■ YOUR GOAL: Begin at the line containing "the pink lip" and end at the final line of the entries. Please reproduce those lines exactly.

■ EXERCISE INPUTS:
%%
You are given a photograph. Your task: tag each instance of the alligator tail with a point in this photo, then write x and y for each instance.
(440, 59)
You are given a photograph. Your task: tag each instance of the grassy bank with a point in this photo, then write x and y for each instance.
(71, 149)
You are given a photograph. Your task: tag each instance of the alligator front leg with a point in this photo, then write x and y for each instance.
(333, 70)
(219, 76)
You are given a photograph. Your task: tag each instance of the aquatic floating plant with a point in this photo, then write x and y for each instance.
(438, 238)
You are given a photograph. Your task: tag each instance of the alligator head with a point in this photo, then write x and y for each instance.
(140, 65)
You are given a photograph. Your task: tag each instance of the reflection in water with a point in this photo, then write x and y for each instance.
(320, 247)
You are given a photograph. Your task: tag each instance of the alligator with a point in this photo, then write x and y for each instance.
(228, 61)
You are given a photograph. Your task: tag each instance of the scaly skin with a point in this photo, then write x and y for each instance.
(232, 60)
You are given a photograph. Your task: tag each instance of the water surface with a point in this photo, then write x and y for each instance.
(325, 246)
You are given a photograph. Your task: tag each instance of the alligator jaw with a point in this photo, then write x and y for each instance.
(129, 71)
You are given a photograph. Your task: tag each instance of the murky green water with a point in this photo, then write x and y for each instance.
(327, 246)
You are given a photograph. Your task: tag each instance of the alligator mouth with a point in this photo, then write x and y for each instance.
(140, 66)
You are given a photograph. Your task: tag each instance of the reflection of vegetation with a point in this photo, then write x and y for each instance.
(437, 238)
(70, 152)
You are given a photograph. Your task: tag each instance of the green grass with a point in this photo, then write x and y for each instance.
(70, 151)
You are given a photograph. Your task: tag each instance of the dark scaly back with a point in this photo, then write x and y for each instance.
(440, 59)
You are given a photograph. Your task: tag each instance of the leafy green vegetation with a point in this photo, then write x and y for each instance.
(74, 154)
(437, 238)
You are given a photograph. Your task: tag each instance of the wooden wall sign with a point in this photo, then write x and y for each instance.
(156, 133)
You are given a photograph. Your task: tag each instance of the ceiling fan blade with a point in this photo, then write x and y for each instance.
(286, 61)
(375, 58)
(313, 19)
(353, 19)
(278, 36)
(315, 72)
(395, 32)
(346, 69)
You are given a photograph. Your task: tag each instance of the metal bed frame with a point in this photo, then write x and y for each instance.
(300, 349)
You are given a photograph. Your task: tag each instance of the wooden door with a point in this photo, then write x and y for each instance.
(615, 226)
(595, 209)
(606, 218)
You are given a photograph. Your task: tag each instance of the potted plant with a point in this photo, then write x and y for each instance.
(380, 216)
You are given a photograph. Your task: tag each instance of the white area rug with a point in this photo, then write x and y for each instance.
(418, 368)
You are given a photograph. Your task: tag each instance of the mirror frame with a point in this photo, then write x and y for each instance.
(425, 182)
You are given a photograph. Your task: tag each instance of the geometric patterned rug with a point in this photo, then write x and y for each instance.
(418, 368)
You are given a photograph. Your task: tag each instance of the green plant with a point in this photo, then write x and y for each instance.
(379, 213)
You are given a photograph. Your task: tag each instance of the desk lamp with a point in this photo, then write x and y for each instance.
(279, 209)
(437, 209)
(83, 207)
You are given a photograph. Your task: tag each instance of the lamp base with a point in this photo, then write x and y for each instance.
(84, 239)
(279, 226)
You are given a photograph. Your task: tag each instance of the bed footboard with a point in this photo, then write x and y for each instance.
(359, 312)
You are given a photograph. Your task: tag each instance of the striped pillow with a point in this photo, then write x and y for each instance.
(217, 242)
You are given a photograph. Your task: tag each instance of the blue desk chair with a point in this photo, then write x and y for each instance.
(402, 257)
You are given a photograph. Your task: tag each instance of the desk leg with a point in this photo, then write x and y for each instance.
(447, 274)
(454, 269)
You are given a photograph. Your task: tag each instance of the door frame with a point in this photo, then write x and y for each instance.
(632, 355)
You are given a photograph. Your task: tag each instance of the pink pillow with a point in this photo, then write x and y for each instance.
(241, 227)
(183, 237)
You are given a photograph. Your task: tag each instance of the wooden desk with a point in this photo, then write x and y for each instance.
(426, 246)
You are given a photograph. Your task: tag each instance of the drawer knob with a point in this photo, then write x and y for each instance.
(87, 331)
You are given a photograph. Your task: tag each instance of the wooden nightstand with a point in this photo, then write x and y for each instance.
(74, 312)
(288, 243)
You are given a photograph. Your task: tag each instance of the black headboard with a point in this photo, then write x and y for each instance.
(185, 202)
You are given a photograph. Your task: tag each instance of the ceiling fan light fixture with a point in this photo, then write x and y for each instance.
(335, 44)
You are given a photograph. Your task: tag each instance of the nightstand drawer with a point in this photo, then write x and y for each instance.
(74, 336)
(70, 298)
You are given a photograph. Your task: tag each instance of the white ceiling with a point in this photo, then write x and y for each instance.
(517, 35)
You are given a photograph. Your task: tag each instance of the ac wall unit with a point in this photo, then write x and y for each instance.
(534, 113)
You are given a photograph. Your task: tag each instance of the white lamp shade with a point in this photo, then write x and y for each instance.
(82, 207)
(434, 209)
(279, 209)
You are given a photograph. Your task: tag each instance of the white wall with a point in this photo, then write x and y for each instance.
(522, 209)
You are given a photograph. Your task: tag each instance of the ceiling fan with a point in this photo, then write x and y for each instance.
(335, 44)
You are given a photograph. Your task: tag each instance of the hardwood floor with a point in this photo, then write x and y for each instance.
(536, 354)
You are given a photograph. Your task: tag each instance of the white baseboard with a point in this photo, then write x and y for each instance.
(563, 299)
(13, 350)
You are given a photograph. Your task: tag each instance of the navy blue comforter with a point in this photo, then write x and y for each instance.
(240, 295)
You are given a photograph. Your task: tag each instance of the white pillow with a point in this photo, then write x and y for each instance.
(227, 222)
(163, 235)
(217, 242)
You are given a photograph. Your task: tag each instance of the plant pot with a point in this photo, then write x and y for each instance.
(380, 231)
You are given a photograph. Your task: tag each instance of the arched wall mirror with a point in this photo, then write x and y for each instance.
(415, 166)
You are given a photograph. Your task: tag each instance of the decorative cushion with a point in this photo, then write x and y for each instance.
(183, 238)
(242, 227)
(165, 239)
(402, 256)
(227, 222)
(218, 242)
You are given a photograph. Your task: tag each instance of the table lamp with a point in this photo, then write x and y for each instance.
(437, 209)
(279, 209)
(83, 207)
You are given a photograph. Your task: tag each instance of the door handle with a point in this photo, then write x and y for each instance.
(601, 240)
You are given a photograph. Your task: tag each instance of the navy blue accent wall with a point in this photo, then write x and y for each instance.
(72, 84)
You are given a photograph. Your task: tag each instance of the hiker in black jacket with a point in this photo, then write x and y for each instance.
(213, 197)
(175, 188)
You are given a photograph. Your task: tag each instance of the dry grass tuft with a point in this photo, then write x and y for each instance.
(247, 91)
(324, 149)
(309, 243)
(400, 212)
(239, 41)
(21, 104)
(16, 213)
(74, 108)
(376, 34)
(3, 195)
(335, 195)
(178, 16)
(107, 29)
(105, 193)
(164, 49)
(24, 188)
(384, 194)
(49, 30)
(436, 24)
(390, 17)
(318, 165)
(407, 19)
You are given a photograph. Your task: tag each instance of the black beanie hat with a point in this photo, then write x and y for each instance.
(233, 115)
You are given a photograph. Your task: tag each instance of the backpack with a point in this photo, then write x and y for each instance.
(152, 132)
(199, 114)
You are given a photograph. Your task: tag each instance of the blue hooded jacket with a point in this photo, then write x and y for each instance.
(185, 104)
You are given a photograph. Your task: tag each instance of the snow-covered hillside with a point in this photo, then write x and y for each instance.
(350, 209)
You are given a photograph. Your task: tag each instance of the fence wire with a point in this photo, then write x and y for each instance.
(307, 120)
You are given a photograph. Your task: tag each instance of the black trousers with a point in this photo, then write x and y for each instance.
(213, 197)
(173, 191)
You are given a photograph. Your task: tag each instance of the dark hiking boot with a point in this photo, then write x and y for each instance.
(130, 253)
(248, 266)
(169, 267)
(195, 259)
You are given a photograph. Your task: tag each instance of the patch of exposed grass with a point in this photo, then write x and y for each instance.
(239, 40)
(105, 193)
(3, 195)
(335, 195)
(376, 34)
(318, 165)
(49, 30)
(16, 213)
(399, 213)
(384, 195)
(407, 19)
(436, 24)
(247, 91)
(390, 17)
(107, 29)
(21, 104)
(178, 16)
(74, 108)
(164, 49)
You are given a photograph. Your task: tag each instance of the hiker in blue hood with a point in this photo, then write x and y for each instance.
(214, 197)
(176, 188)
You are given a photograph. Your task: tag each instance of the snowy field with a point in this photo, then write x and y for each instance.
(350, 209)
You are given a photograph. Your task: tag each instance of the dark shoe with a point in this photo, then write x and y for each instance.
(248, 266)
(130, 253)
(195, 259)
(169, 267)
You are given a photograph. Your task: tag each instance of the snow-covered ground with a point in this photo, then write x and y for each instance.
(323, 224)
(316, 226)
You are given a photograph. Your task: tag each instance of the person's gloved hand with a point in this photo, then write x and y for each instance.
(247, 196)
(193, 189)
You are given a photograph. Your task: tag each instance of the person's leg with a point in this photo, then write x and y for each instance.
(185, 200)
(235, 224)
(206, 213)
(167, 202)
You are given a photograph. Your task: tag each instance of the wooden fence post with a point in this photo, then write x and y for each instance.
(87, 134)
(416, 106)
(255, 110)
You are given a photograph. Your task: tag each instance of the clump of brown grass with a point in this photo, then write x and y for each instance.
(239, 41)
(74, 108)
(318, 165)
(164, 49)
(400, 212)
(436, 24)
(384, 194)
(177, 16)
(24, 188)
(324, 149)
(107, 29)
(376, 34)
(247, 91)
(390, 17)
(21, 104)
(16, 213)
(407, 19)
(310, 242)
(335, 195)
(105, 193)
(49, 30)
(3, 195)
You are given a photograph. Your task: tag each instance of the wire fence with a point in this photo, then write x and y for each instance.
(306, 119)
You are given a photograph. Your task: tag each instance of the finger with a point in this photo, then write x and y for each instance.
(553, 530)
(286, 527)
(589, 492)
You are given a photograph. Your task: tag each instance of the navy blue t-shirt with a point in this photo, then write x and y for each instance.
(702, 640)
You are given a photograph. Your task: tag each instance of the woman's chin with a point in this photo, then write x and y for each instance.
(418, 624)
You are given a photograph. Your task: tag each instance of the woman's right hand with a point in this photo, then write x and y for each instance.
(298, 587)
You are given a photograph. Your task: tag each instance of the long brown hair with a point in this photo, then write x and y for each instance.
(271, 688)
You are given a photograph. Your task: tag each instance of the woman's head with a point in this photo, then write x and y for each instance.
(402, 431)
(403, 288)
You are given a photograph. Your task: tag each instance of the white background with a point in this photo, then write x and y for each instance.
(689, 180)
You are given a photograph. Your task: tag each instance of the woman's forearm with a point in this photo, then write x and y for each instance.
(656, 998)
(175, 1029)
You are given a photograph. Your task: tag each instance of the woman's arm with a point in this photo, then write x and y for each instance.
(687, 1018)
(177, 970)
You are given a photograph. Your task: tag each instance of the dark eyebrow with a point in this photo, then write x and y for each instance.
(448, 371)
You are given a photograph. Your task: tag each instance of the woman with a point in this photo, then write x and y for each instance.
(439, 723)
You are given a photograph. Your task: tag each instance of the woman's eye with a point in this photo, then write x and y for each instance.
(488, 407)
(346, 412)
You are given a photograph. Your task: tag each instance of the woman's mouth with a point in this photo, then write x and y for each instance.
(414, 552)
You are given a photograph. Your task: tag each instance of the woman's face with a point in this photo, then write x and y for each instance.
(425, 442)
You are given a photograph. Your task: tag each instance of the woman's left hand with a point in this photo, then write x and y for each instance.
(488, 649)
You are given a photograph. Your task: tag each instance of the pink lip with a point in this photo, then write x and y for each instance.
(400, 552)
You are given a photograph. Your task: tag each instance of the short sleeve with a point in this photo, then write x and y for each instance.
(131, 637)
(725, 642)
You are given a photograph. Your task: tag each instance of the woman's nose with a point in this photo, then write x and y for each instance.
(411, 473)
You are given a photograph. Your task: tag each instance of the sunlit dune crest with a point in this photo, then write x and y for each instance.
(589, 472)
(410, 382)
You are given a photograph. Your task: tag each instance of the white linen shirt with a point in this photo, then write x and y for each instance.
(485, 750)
%%
■ RESPONSE:
You are given a photograph. Your task: tag each instance of the pink lip with a point in this photo, then write x and y for each instance.
(400, 552)
You are given a photograph. Your task: tag each instance of the short sleeve with a point in this photo, then write x and y for each instance.
(131, 637)
(725, 642)
You are given a photograph. Your task: tag each instance of the woman's nose with a point in this photo, then write x and y for each instance.
(411, 473)
You are given a photograph. Your task: tag each instance of the sunlit dune crest with a point in this photo, then write x and y for each instance.
(589, 472)
(410, 382)
You are given a photograph. Your task: tag each instance of the white linen shirt with a point in this photo, then write x and y for each instance.
(485, 750)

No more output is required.